• Problem to solve
Among the lines of data below, reproduce only those from the one with "Practice step: locate the white" through the one with "Practice step: locate the striped", exactly as they stand, both ends included.

• Data in this exercise

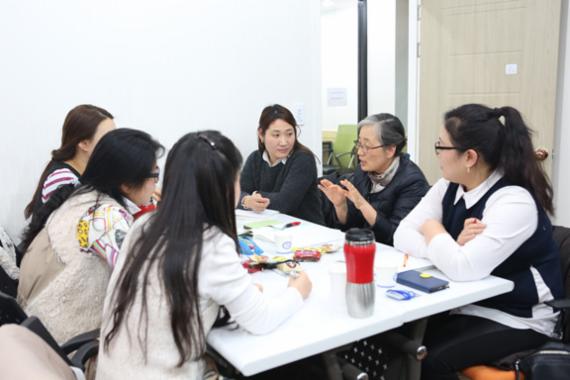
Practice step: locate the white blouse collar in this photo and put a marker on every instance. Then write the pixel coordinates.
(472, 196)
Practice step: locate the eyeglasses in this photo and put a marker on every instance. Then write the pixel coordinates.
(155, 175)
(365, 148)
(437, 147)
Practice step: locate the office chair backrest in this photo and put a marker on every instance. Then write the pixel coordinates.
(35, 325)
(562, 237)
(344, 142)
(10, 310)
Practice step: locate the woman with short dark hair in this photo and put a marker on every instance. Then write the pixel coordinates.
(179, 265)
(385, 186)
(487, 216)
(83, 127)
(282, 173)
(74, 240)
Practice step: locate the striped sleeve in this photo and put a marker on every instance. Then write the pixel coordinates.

...

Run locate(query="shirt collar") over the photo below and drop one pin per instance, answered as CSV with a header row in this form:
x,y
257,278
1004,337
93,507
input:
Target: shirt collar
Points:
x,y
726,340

--

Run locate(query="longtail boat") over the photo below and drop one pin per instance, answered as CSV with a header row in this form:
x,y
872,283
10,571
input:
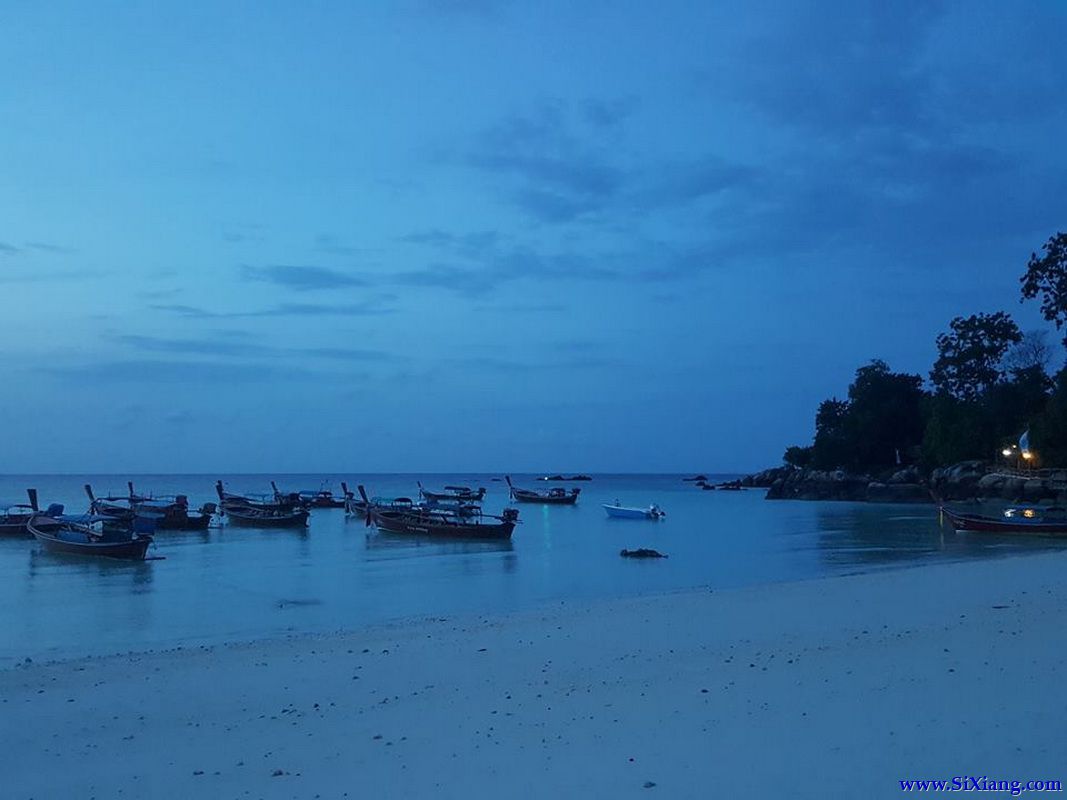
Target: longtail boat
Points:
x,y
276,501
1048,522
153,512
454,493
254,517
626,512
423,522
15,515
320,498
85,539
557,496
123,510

• Written answer
Practice step: locate the white blouse collar in this photo and put a marker on every instance. Then write the pixel coordinates.
(472, 196)
Practice step: locate the eyeglasses in this photo and put a marker on every instance. Then write the pixel coordinates.
(155, 175)
(365, 148)
(437, 147)
Practice step: locate the office chair backrest in this photo and put a marker on every instance. Then write the pixel coordinates.
(35, 325)
(562, 237)
(344, 142)
(10, 310)
Practice step: locate the woman with short dark hair in this photo and put a marker on every instance. Then write the pixel coordinates.
(179, 265)
(385, 186)
(487, 216)
(83, 127)
(282, 173)
(74, 240)
Practice step: locate the striped sleeve in this photo and put a marker on every instance. Then write the pixel coordinates.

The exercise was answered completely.